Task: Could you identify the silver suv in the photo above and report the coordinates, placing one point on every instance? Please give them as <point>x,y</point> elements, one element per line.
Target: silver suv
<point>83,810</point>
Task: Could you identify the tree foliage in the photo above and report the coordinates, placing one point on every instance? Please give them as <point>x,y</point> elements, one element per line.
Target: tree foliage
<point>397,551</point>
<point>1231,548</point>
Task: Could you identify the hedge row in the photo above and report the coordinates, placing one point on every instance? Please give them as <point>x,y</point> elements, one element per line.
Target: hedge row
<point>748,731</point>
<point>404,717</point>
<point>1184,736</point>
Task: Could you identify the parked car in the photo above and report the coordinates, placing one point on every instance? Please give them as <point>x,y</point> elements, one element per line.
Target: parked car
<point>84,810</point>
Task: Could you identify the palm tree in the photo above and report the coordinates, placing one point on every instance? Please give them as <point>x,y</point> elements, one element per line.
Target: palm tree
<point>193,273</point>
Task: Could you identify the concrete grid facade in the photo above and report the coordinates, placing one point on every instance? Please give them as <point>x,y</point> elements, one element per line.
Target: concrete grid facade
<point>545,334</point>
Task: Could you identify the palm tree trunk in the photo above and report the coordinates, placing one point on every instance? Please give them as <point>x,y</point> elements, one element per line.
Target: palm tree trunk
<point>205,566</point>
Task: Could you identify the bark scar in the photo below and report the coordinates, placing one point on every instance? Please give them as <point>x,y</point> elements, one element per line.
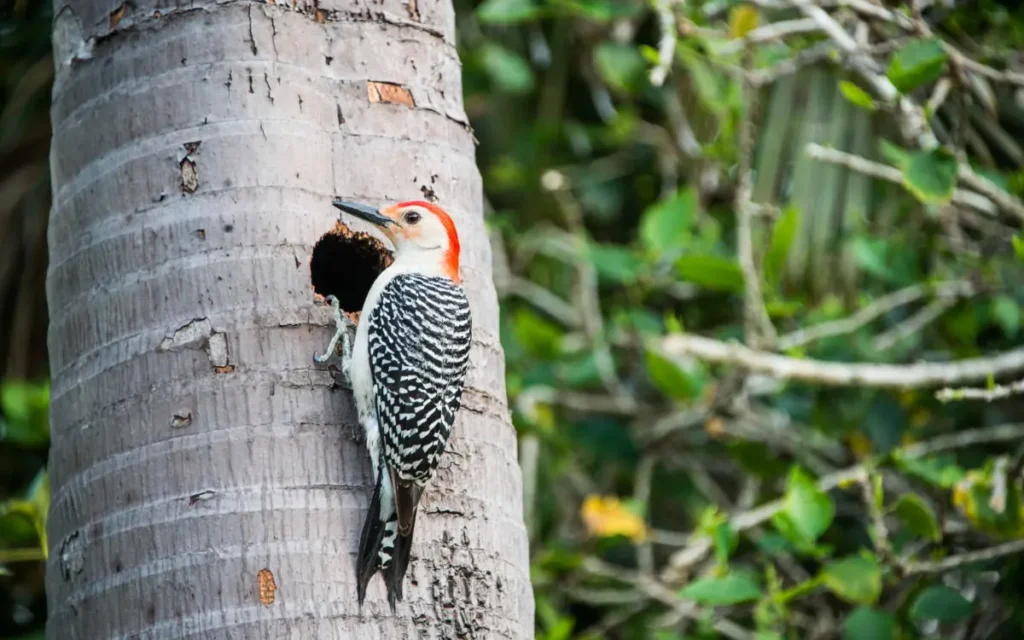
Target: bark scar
<point>389,93</point>
<point>199,334</point>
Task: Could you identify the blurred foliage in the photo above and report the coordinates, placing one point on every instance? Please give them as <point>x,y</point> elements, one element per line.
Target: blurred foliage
<point>612,207</point>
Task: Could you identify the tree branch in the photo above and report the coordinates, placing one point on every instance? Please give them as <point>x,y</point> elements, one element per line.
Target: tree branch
<point>844,374</point>
<point>982,555</point>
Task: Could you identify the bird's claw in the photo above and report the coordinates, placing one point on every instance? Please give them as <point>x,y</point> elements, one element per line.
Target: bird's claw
<point>342,324</point>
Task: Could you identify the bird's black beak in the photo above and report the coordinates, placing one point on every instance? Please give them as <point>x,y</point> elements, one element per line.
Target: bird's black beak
<point>365,212</point>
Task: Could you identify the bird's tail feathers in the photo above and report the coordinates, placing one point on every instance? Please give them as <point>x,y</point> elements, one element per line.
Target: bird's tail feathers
<point>371,539</point>
<point>399,560</point>
<point>407,499</point>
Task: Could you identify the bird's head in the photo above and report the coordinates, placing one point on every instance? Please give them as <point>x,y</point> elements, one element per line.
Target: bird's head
<point>422,232</point>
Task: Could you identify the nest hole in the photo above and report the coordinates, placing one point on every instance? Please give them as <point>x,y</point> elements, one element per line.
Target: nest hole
<point>345,263</point>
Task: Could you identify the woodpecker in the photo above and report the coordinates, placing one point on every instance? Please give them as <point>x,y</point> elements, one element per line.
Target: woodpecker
<point>407,368</point>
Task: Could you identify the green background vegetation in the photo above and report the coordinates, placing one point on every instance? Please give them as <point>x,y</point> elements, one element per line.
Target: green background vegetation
<point>613,209</point>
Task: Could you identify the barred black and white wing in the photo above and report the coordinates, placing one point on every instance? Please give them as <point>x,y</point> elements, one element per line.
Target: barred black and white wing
<point>419,342</point>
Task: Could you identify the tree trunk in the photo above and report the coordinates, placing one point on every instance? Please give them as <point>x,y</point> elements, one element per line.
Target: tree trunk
<point>208,479</point>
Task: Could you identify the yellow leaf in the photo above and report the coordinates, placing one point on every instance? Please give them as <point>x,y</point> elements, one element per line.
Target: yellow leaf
<point>605,516</point>
<point>715,427</point>
<point>742,19</point>
<point>859,444</point>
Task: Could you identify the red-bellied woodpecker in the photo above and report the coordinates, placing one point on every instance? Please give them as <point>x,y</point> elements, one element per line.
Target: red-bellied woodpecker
<point>407,368</point>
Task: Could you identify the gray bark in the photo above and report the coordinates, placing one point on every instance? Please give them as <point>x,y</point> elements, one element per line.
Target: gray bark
<point>198,454</point>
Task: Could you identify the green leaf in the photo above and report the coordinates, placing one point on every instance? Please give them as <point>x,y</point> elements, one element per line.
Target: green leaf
<point>537,335</point>
<point>916,64</point>
<point>671,379</point>
<point>666,225</point>
<point>742,19</point>
<point>918,516</point>
<point>854,579</point>
<point>1019,247</point>
<point>857,95</point>
<point>711,271</point>
<point>730,589</point>
<point>26,413</point>
<point>871,256</point>
<point>940,471</point>
<point>940,603</point>
<point>868,624</point>
<point>1008,314</point>
<point>931,175</point>
<point>599,10</point>
<point>621,66</point>
<point>615,263</point>
<point>725,541</point>
<point>893,154</point>
<point>507,11</point>
<point>807,511</point>
<point>782,235</point>
<point>508,70</point>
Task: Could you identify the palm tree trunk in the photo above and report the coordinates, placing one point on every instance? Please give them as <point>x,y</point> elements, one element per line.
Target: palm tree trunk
<point>208,480</point>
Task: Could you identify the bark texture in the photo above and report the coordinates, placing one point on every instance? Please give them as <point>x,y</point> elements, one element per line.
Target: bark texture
<point>207,480</point>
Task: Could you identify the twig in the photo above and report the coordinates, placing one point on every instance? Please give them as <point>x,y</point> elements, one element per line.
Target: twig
<point>913,325</point>
<point>641,494</point>
<point>811,55</point>
<point>873,310</point>
<point>875,511</point>
<point>757,323</point>
<point>667,44</point>
<point>529,450</point>
<point>700,545</point>
<point>997,392</point>
<point>845,374</point>
<point>656,591</point>
<point>590,402</point>
<point>892,174</point>
<point>1006,202</point>
<point>769,33</point>
<point>952,562</point>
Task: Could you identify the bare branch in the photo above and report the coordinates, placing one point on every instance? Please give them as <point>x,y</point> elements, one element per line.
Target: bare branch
<point>997,392</point>
<point>952,562</point>
<point>892,174</point>
<point>845,374</point>
<point>667,44</point>
<point>872,311</point>
<point>913,325</point>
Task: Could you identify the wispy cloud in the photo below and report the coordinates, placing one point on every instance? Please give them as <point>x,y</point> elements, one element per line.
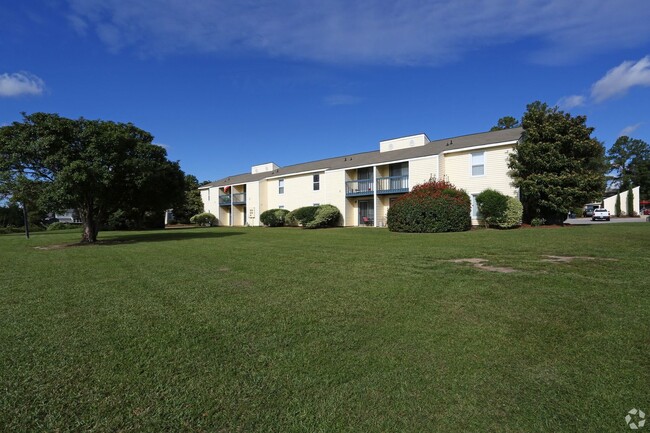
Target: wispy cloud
<point>628,130</point>
<point>334,100</point>
<point>620,79</point>
<point>364,31</point>
<point>569,102</point>
<point>20,83</point>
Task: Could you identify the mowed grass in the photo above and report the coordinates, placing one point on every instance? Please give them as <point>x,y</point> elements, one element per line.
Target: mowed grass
<point>256,329</point>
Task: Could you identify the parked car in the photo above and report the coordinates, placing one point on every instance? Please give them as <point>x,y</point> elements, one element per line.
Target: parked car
<point>589,208</point>
<point>600,215</point>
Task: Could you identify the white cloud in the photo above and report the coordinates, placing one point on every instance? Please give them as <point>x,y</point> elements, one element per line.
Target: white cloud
<point>365,31</point>
<point>628,130</point>
<point>568,102</point>
<point>620,79</point>
<point>20,83</point>
<point>334,100</point>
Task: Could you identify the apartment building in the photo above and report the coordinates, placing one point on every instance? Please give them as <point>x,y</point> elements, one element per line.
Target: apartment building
<point>363,185</point>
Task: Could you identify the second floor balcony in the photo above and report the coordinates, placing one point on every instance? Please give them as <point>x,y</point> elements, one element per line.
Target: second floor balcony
<point>393,184</point>
<point>359,187</point>
<point>236,198</point>
<point>384,185</point>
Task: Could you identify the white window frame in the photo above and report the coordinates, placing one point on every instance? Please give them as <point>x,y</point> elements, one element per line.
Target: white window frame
<point>476,215</point>
<point>474,163</point>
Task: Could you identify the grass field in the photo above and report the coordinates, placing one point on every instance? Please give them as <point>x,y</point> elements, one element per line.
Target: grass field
<point>364,330</point>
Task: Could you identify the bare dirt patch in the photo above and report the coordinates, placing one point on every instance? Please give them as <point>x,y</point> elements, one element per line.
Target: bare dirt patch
<point>482,265</point>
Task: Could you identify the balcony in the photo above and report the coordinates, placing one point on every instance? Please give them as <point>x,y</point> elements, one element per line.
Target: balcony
<point>356,188</point>
<point>392,184</point>
<point>225,200</point>
<point>236,198</point>
<point>239,198</point>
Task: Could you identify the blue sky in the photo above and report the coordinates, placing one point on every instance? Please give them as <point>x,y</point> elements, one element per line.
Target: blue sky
<point>227,84</point>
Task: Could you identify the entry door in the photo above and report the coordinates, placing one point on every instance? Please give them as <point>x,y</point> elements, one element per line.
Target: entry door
<point>366,213</point>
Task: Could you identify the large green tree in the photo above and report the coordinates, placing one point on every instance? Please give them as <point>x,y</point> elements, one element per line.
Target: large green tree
<point>506,122</point>
<point>192,203</point>
<point>629,159</point>
<point>93,166</point>
<point>557,165</point>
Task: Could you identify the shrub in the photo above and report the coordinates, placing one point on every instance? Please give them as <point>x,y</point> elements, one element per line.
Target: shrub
<point>434,206</point>
<point>273,217</point>
<point>536,222</point>
<point>326,216</point>
<point>512,215</point>
<point>61,226</point>
<point>205,219</point>
<point>302,215</point>
<point>492,206</point>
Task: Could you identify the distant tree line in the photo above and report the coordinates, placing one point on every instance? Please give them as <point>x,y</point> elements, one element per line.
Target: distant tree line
<point>558,166</point>
<point>110,173</point>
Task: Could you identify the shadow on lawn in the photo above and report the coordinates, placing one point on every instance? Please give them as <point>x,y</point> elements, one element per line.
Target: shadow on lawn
<point>157,236</point>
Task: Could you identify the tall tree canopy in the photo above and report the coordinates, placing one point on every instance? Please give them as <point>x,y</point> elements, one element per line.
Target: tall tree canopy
<point>506,122</point>
<point>630,163</point>
<point>93,166</point>
<point>557,166</point>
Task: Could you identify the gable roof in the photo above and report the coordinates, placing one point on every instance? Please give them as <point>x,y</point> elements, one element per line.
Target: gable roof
<point>432,148</point>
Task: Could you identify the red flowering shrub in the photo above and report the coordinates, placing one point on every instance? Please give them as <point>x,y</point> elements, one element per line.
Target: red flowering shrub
<point>431,207</point>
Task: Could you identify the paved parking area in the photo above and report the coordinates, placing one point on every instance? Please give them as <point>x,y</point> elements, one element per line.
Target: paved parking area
<point>585,221</point>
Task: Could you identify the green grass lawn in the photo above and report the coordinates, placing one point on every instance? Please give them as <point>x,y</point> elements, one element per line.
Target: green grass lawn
<point>326,330</point>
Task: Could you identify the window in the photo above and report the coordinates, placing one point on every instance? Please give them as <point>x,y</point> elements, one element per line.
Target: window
<point>475,213</point>
<point>478,164</point>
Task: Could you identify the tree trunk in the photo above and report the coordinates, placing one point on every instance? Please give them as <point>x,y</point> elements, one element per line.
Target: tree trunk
<point>91,227</point>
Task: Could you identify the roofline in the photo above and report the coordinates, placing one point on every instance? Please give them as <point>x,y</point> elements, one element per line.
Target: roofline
<point>481,146</point>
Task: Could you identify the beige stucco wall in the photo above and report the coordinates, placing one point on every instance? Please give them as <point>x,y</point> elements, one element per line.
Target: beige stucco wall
<point>610,202</point>
<point>422,169</point>
<point>458,170</point>
<point>209,203</point>
<point>253,203</point>
<point>298,192</point>
<point>333,185</point>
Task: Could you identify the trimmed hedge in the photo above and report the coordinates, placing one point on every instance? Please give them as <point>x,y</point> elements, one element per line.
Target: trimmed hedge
<point>326,216</point>
<point>513,214</point>
<point>492,206</point>
<point>274,217</point>
<point>205,219</point>
<point>432,207</point>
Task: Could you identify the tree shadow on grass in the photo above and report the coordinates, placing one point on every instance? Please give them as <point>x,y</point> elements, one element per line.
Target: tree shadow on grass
<point>164,236</point>
<point>125,238</point>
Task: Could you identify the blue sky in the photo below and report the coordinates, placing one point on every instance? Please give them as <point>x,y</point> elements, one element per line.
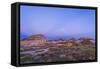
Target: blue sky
<point>56,23</point>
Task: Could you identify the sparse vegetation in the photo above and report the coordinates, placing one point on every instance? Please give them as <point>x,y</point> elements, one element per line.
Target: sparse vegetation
<point>52,52</point>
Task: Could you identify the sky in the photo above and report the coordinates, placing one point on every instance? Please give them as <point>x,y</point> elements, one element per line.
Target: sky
<point>56,23</point>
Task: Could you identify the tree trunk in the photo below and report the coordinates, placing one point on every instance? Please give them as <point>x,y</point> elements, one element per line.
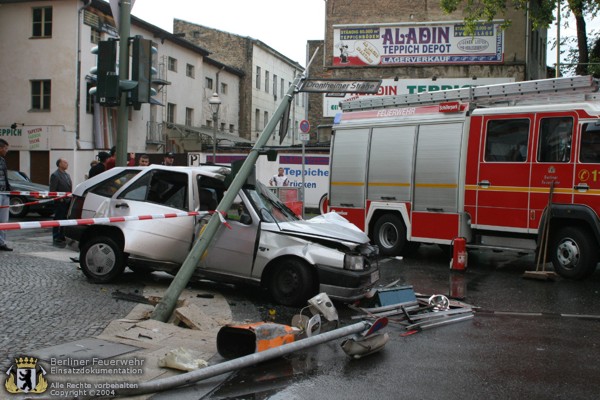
============
- Work to do
Reproduce without alteration the lines of the material from the line containing "Task: Could you identify the roofline" to the line containing "<point>125,238</point>", both included.

- Complete output
Task: Could you identify the roofline in the photo above and report the coordinates, placing one point on every instance? Please give them as <point>x,y</point> elements, one element per line.
Target: roofline
<point>481,146</point>
Task: Could you identify the beige stucco wall in the photo above and report the coordinates, placing one point on every instance? Please give them as <point>x,y</point> elements, one element per line.
Target: beige stucco wall
<point>610,202</point>
<point>422,169</point>
<point>458,170</point>
<point>209,203</point>
<point>253,203</point>
<point>298,192</point>
<point>333,185</point>
Task: Could you identify the trimmed hedge in the photo above and report the coordinates, placing one point on every instance? Please give them as <point>x,y</point> elements, one element per line.
Target: trimmed hedge
<point>326,216</point>
<point>513,214</point>
<point>492,206</point>
<point>274,217</point>
<point>205,219</point>
<point>432,207</point>
Task: Could you identify the tree shadow on grass in the photo above and report the coordinates, placing one point on every instance? Please give them as <point>x,y</point> elements, one element per line.
Target: tree shadow on grass
<point>164,236</point>
<point>125,238</point>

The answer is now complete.